-- Start Material provided --
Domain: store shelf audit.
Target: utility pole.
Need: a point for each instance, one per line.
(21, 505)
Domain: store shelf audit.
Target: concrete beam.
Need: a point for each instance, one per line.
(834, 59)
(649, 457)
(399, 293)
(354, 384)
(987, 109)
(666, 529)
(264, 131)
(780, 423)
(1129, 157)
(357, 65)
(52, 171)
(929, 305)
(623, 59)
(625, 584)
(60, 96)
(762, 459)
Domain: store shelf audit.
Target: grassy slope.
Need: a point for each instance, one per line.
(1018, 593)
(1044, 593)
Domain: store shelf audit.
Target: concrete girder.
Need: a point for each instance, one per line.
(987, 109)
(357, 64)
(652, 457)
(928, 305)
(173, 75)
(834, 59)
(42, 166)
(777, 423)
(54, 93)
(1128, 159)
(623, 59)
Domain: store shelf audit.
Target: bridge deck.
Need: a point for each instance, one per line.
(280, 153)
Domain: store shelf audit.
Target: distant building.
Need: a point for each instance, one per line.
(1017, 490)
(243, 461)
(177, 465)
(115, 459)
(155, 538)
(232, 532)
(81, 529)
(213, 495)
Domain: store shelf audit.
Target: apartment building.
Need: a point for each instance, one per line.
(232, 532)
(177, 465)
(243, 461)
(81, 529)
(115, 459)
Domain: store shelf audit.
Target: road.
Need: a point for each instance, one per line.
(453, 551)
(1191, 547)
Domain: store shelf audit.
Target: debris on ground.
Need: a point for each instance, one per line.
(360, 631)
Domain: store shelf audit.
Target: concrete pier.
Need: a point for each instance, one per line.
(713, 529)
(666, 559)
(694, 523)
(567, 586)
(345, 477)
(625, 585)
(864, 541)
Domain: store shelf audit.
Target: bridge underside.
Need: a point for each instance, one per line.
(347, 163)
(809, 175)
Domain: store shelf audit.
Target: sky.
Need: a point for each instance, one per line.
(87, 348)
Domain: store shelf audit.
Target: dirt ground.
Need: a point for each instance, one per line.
-- End Material provided --
The whole listing above needs to be written out again exactly.

Domain: store shelf audit.
Target: utility pole.
Need: a point for each instance, one per line.
(21, 505)
Domain: store shelf audit.
Target: concrete beam.
Need: a point for each instance, one per line.
(834, 59)
(649, 457)
(399, 293)
(354, 384)
(987, 109)
(666, 529)
(264, 131)
(780, 423)
(1129, 157)
(357, 65)
(52, 171)
(929, 305)
(623, 59)
(625, 584)
(60, 96)
(762, 459)
Domain: store shelf audit.
Target: grassy slope.
Need: a point for each instance, one per line.
(1018, 593)
(1044, 593)
Domain: store shelf audit.
Target: concrete girder.
Need: a point for each instance, one per line.
(987, 109)
(357, 64)
(652, 457)
(928, 305)
(173, 75)
(834, 59)
(42, 166)
(777, 423)
(54, 93)
(1128, 159)
(623, 59)
Domain: store shelf audit.
Target: bridge deck.
Need: a point for each instance, one per line.
(280, 153)
Domain: store shelf audit.
Target: distant building.
Need: a point for each instance, one per line.
(1017, 490)
(243, 461)
(177, 465)
(115, 459)
(155, 538)
(232, 532)
(81, 529)
(213, 495)
Domain: store shelf audit.
Target: apartment building.
Need: a point for each instance, one per line.
(232, 532)
(177, 465)
(243, 461)
(81, 529)
(115, 459)
Domain: store shelf audit.
Target: road.
Need: a point for each instance, one per line.
(453, 551)
(1191, 547)
Domain: store shelf audit.
Target: debris on ground.
Need: a point for each instance, one per line.
(360, 631)
Domain: store shelf audit.
Target: concrete pier.
Need: a point for each instance, one per line.
(713, 529)
(666, 559)
(694, 523)
(567, 586)
(345, 477)
(625, 585)
(864, 541)
Domain: store shelf audit.
Target: bridge underside.
Need: a point for each instance, one per line.
(347, 163)
(809, 175)
Domain: store shelf audit.
Target: sky.
Need: a point for each instance, one per line.
(87, 348)
Domain: store shelf audit.
Target: dirt ground.
Need: a point for each instance, one per line.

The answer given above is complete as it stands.